_Extrait_
════════════════

A cela, il y aurait deux raisons, selon les inquiets. D’une part, le déficit de formation ou l’inadéquation entre les compétences des demandeurs d’emploi et les besoins des entreprises ; de l’autre, l’excessive générosité du système social français. Certains représentants patronaux signalent que l’insuffisance des salaires pourrait également être en cause, en soulignant sur-le-champ que leur augmentation est inenvisageable – et ceci malgré une hausse record des taux de marge.
L’inconsistance de la notion « d’emplois non pourvus » a maintes fois été soulignée. Les économistes Yannick Fondeur et Jean-Louis Zanda rappellent notamment qu’un emploi vacant correspond à une situation à un moment donné, tandis qu’une offre d’emploi non satisfaite ou non pourvue a une dimension temporelle.
Des métiers structurellement en tension
Au-delà de cette différence sémantique et opérationnelle qui a d’importantes conséquences sur la nature et l’interprétation des phénomènes en cause, il est important de souligner que le nombre d’offres à pouvoir est d’autant plus élevé que la reprise est forte. En effet, dans une économie en croissance, le besoin de main-d’œuvre augmente car les entreprises ont tendance à embaucher davantage. En même temps, les entreprises refusent souvent de recruter les candidats disponibles. Et parfois, elles abandonnent tout simplement leurs projets de recrutement.

════════════════

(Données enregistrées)
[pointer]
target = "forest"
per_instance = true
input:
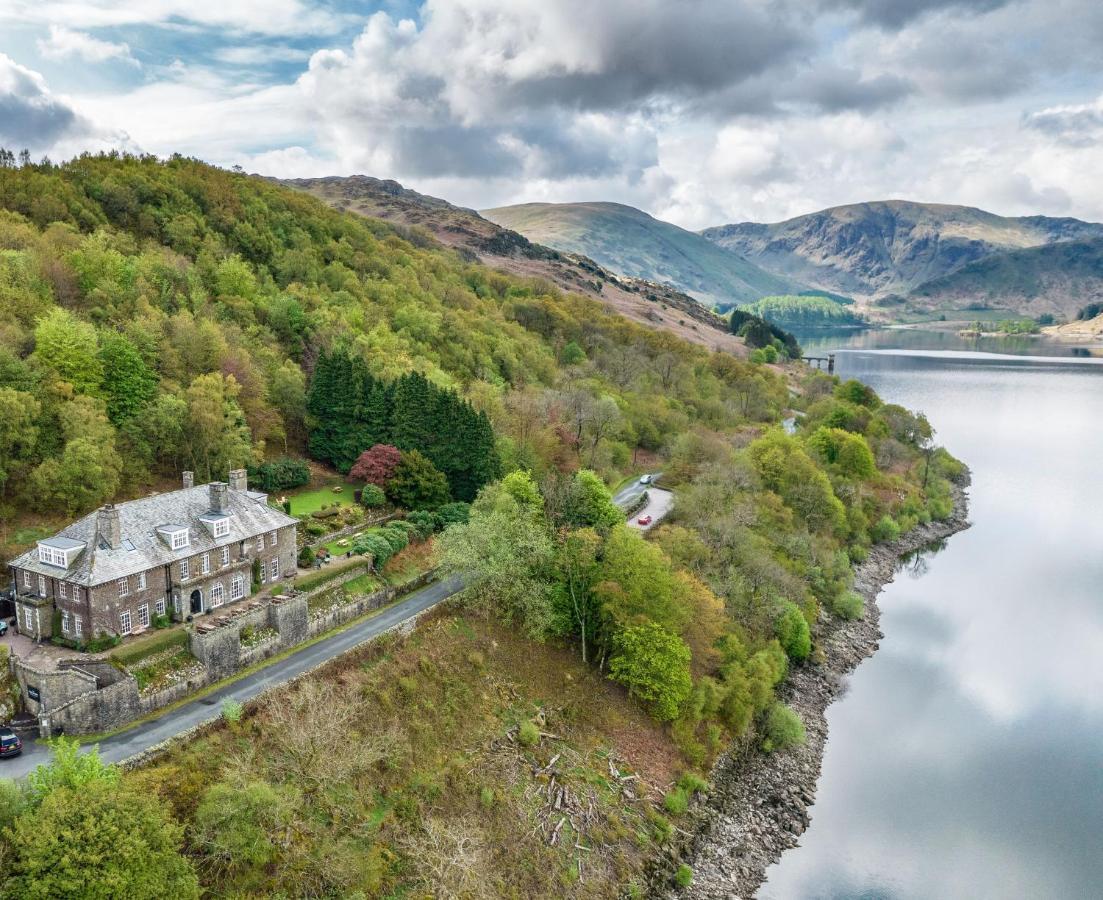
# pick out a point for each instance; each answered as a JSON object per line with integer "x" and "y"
{"x": 158, "y": 315}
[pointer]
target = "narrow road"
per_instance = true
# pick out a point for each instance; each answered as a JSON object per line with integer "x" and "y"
{"x": 659, "y": 504}
{"x": 141, "y": 737}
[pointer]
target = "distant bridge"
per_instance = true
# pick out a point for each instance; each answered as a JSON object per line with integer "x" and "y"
{"x": 822, "y": 362}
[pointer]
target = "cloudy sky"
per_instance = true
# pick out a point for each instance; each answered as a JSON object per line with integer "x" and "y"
{"x": 700, "y": 111}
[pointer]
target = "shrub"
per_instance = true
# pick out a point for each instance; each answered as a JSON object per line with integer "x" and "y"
{"x": 885, "y": 529}
{"x": 528, "y": 735}
{"x": 684, "y": 876}
{"x": 372, "y": 496}
{"x": 676, "y": 802}
{"x": 793, "y": 632}
{"x": 848, "y": 606}
{"x": 783, "y": 728}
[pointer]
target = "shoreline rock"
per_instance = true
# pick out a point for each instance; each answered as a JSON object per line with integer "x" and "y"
{"x": 758, "y": 805}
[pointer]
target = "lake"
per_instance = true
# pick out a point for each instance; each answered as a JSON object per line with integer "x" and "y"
{"x": 966, "y": 758}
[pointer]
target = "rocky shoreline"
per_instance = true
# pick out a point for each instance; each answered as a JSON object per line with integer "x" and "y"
{"x": 758, "y": 805}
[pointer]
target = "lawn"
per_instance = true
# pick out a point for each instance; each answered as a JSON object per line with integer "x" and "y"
{"x": 310, "y": 500}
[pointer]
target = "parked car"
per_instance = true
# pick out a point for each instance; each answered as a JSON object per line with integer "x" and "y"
{"x": 10, "y": 743}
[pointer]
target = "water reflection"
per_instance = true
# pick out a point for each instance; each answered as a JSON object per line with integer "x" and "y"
{"x": 966, "y": 760}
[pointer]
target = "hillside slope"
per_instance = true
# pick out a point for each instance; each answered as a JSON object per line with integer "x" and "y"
{"x": 889, "y": 247}
{"x": 1057, "y": 279}
{"x": 630, "y": 242}
{"x": 480, "y": 239}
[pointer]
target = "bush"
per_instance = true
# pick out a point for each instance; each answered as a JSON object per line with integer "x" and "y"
{"x": 783, "y": 728}
{"x": 528, "y": 735}
{"x": 793, "y": 633}
{"x": 232, "y": 710}
{"x": 885, "y": 529}
{"x": 684, "y": 876}
{"x": 676, "y": 802}
{"x": 848, "y": 606}
{"x": 372, "y": 496}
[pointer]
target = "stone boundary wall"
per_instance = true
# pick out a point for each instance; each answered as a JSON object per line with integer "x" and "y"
{"x": 89, "y": 696}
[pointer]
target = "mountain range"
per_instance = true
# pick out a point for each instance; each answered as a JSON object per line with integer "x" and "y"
{"x": 898, "y": 259}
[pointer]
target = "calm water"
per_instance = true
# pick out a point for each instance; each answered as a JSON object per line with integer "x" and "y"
{"x": 966, "y": 758}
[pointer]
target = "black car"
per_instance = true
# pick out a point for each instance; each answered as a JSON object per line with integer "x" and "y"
{"x": 10, "y": 743}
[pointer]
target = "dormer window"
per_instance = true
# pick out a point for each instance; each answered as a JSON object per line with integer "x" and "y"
{"x": 175, "y": 536}
{"x": 59, "y": 552}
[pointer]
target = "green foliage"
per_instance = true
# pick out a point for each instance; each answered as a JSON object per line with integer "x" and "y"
{"x": 417, "y": 483}
{"x": 848, "y": 454}
{"x": 280, "y": 474}
{"x": 793, "y": 633}
{"x": 782, "y": 729}
{"x": 653, "y": 664}
{"x": 100, "y": 839}
{"x": 790, "y": 311}
{"x": 683, "y": 876}
{"x": 232, "y": 710}
{"x": 372, "y": 496}
{"x": 68, "y": 769}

════════════════

_La consigne_
Répondez à ces questions à partir de l'extrait :
1. Quelles sont les deux raisons avancées par les inquiets ?
2. Quels économistes sont cités ?
3. Pourquoi le besoin de main-d'œuvre augmente-t-il dans une économie en croissance ?

_Travail terminé_
1. Le déficit de formation ou l'inadéquation entre les compétences des demandeurs d'emploi et les besoins des entreprises, et l'excessive générosité du système social français.
2. Yannick Fondeur et Jean-Louis Zanda.
3. Parce que les entreprises ont tendance à embaucher davantage.